---------- Information shown

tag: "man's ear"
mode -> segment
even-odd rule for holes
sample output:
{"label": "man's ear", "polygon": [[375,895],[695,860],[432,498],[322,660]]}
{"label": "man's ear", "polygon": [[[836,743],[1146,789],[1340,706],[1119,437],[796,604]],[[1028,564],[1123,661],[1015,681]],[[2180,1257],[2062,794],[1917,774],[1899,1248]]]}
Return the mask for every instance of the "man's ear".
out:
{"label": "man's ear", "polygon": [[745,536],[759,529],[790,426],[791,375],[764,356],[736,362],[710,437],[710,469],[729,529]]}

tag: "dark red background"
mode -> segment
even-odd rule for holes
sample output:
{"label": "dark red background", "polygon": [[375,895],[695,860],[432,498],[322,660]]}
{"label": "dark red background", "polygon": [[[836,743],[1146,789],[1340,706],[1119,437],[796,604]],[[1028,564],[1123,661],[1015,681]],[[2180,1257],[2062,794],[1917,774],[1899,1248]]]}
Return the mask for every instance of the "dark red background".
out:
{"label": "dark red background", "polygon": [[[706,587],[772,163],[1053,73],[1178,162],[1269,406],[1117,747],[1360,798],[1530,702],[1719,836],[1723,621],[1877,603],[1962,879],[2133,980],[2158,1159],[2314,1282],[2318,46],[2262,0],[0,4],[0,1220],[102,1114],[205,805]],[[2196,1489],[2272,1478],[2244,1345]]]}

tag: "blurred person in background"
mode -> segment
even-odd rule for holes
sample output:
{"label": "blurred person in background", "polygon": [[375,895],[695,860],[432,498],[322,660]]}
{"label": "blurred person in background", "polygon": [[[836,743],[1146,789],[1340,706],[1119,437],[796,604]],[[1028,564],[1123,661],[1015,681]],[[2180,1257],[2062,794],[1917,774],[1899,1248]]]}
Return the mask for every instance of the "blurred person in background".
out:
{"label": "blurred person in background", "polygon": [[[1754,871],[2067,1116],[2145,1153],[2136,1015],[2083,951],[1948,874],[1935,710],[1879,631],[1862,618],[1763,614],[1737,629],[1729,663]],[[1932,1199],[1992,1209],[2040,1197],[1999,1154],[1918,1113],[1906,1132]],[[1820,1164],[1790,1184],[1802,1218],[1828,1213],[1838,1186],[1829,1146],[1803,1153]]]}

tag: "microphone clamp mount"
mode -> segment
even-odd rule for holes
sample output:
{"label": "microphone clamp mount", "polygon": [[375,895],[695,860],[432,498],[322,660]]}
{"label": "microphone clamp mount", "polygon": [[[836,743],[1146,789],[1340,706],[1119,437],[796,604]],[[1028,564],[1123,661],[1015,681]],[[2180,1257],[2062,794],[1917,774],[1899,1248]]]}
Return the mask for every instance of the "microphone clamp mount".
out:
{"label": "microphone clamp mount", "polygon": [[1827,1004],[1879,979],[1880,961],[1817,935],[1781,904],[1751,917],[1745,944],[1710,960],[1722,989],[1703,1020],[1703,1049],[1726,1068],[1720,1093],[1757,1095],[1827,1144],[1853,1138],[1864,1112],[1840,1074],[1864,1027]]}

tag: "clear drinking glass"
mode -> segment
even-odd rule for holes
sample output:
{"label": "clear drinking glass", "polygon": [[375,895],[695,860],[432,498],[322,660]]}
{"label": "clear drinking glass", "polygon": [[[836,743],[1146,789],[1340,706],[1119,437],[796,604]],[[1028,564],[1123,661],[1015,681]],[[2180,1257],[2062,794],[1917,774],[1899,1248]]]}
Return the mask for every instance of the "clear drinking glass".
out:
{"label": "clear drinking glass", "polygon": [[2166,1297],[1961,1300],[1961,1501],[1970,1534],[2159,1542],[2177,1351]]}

--------------------

> Exercise details:
The records above should be given again in full, exactly as written.

> Task output:
tag: "man's ear"
mode -> segment
even-odd rule for holes
sample output:
{"label": "man's ear", "polygon": [[375,895],[695,860],[432,498],[322,660]]}
{"label": "man's ear", "polygon": [[[836,743],[1146,789],[1340,706],[1119,437],[796,604]],[[1028,564],[1123,661],[1015,681]],[[2180,1257],[2062,794],[1917,774],[1899,1248]]]}
Return the mask for every instance of the "man's ear".
out:
{"label": "man's ear", "polygon": [[745,536],[759,529],[790,426],[791,375],[764,356],[736,362],[710,437],[710,469],[729,529]]}

tag: "dark red background"
mode -> segment
even-odd rule for holes
sample output:
{"label": "dark red background", "polygon": [[375,895],[695,860],[432,498],[322,660]]}
{"label": "dark red background", "polygon": [[[836,743],[1146,789],[1340,706],[1119,437],[796,604]],[[1028,564],[1123,661],[1015,681]],[[2180,1257],[2062,794],[1917,774],[1899,1248]]]}
Return the mask for every instance of the "dark red background".
out:
{"label": "dark red background", "polygon": [[[706,587],[772,163],[1053,73],[1178,162],[1269,406],[1117,747],[1360,798],[1530,702],[1719,836],[1723,621],[1877,603],[1962,879],[2133,980],[2158,1159],[2314,1282],[2318,46],[2262,0],[0,4],[0,1220],[102,1114],[205,805]],[[2196,1489],[2272,1478],[2244,1345]]]}

tag: "blurred person in background"
mode -> segment
even-odd rule for holes
sample output:
{"label": "blurred person in background", "polygon": [[375,895],[695,860],[432,498],[322,660]]}
{"label": "blurred person in background", "polygon": [[[836,743],[1146,789],[1340,706],[1119,437],[796,604]],[[1028,564],[1123,661],[1015,681]],[[2180,1257],[2062,794],[1917,774],[1899,1248]]]}
Return the mask for every instance of the "blurred person in background".
out:
{"label": "blurred person in background", "polygon": [[[1754,871],[2067,1116],[2145,1153],[2136,1015],[2083,951],[1948,874],[1935,710],[1879,631],[1862,618],[1763,614],[1737,629],[1729,663]],[[1932,1199],[1992,1209],[2040,1197],[1999,1154],[1918,1113],[1906,1132]],[[1820,1164],[1790,1184],[1802,1218],[1828,1213],[1838,1186],[1829,1146],[1803,1153]]]}

tag: "microphone clamp mount"
mode -> segment
even-odd rule for holes
sample output:
{"label": "microphone clamp mount", "polygon": [[375,895],[695,860],[432,498],[322,660]]}
{"label": "microphone clamp mount", "polygon": [[[836,743],[1146,789],[1340,706],[1119,437],[796,604]],[[1028,564],[1123,661],[1015,681]],[[2180,1257],[2062,794],[1917,774],[1899,1248]]]}
Return the mask for every instance of the "microphone clamp mount".
out:
{"label": "microphone clamp mount", "polygon": [[1827,1004],[1879,979],[1880,961],[1817,935],[1781,904],[1751,917],[1745,944],[1710,960],[1722,989],[1703,1020],[1703,1049],[1726,1068],[1720,1093],[1757,1095],[1827,1144],[1853,1138],[1864,1112],[1840,1074],[1864,1027]]}

tag: "clear drinking glass"
mode -> segment
even-odd rule for holes
sample output:
{"label": "clear drinking glass", "polygon": [[375,895],[695,860],[432,498],[322,660]]}
{"label": "clear drinking glass", "polygon": [[[836,743],[1146,789],[1340,706],[1119,437],[796,604]],[[1028,564],[1123,661],[1015,681]],[[2180,1257],[2062,794],[1917,774],[1899,1248]]]}
Return the mask for every instance of the "clear drinking glass".
out:
{"label": "clear drinking glass", "polygon": [[2166,1297],[1961,1300],[1961,1501],[1970,1534],[2159,1542],[2177,1351]]}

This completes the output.